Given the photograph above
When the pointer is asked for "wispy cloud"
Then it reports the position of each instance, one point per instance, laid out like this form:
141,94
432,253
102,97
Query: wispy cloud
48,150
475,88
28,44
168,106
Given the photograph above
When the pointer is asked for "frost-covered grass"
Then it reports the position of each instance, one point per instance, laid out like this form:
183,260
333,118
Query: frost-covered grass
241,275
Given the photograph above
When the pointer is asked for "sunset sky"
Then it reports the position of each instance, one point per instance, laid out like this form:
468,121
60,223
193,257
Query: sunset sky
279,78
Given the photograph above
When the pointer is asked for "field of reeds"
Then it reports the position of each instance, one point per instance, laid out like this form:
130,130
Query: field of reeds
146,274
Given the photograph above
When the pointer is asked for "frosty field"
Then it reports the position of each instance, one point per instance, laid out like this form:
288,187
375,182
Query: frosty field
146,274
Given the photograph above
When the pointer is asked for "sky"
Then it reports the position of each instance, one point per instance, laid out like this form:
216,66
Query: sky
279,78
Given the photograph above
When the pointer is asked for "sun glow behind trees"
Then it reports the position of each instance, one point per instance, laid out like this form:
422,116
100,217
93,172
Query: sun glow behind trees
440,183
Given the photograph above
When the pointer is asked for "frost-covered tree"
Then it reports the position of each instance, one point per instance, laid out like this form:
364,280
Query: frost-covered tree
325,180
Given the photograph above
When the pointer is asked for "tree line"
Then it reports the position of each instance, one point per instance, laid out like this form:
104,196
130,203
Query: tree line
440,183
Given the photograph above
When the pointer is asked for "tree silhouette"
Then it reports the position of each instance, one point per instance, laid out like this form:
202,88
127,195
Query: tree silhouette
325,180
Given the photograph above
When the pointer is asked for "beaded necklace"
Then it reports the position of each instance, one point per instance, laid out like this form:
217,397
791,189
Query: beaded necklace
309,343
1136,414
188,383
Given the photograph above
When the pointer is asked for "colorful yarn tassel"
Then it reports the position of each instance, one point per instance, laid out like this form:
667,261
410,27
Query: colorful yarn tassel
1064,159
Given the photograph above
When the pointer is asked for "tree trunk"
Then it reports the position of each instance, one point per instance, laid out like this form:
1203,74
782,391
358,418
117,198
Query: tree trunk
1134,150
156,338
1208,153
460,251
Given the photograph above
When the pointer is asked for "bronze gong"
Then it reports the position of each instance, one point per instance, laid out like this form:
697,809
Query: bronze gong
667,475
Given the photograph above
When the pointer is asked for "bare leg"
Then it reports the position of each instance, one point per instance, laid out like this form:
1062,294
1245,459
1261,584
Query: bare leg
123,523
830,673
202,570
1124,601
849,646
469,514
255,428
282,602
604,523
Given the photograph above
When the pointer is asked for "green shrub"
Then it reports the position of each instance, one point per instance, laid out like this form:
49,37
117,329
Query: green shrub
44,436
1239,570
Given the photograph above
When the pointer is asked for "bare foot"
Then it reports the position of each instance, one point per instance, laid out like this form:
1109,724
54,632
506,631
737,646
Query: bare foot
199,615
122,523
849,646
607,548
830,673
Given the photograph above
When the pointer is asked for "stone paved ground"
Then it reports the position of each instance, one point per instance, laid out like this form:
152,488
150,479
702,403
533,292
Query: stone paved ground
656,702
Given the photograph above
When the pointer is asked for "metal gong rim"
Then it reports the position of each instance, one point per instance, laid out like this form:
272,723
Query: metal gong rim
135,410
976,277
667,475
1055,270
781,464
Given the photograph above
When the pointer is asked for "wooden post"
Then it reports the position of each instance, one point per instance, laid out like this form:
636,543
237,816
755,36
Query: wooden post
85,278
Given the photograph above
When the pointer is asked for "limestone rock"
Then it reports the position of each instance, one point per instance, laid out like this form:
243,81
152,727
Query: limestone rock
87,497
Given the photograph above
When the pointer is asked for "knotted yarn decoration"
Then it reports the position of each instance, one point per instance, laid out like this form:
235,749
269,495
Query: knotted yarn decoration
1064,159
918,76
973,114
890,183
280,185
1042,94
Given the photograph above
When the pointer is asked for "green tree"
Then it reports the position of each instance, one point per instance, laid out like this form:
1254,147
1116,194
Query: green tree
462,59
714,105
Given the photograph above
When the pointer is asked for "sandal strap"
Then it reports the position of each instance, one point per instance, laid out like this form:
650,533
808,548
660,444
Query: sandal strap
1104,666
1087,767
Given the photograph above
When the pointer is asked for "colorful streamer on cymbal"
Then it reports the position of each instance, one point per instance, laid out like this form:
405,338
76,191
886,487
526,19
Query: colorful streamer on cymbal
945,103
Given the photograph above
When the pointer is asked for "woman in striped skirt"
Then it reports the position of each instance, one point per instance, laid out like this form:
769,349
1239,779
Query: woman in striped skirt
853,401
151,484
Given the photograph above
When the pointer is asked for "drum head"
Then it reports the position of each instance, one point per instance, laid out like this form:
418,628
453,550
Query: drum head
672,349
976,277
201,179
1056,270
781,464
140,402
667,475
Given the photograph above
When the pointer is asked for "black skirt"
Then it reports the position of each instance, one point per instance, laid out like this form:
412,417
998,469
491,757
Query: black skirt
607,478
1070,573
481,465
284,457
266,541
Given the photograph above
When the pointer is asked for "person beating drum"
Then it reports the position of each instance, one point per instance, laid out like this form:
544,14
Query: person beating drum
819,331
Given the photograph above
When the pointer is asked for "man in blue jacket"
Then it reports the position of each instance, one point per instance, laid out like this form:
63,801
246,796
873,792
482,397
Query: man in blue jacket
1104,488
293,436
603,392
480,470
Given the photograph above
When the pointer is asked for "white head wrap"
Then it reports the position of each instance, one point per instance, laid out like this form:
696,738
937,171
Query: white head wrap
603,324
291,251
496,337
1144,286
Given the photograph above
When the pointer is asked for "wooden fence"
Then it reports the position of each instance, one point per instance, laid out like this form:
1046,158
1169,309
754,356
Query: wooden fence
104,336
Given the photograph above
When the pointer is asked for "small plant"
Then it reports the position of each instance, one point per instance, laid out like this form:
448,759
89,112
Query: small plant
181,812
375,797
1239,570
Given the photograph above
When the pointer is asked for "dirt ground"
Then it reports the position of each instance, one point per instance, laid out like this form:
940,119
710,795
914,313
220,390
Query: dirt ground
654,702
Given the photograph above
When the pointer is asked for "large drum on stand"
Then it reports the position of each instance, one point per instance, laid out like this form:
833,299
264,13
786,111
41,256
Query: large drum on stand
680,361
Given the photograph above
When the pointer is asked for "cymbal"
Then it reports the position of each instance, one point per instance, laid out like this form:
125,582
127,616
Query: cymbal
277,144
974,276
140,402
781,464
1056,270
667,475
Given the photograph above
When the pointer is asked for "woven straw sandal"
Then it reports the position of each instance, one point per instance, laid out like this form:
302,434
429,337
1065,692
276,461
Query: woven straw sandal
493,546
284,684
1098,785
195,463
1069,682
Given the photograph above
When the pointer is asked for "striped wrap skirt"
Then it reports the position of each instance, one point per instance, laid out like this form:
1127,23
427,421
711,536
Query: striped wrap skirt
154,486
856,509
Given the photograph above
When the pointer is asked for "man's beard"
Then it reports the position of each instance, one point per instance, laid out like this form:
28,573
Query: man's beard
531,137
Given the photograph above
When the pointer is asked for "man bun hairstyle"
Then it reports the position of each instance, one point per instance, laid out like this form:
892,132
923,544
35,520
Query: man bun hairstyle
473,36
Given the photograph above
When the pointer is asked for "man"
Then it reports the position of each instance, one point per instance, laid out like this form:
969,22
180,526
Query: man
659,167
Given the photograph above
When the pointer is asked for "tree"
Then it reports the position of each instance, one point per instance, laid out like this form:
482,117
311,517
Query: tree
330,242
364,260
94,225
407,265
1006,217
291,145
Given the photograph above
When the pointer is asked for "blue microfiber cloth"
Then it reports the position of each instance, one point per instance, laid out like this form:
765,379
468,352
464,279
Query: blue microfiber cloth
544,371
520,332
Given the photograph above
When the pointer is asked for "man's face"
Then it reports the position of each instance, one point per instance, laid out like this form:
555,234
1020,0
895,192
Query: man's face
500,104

★ ★ ★

§ **Stated exercise**:
Pull out every line of the entries above that contains the word "plant", copying each one unchanged and in its original order.

§ **Task answer**:
When the pointer is asked for "small plant"
Query: small plant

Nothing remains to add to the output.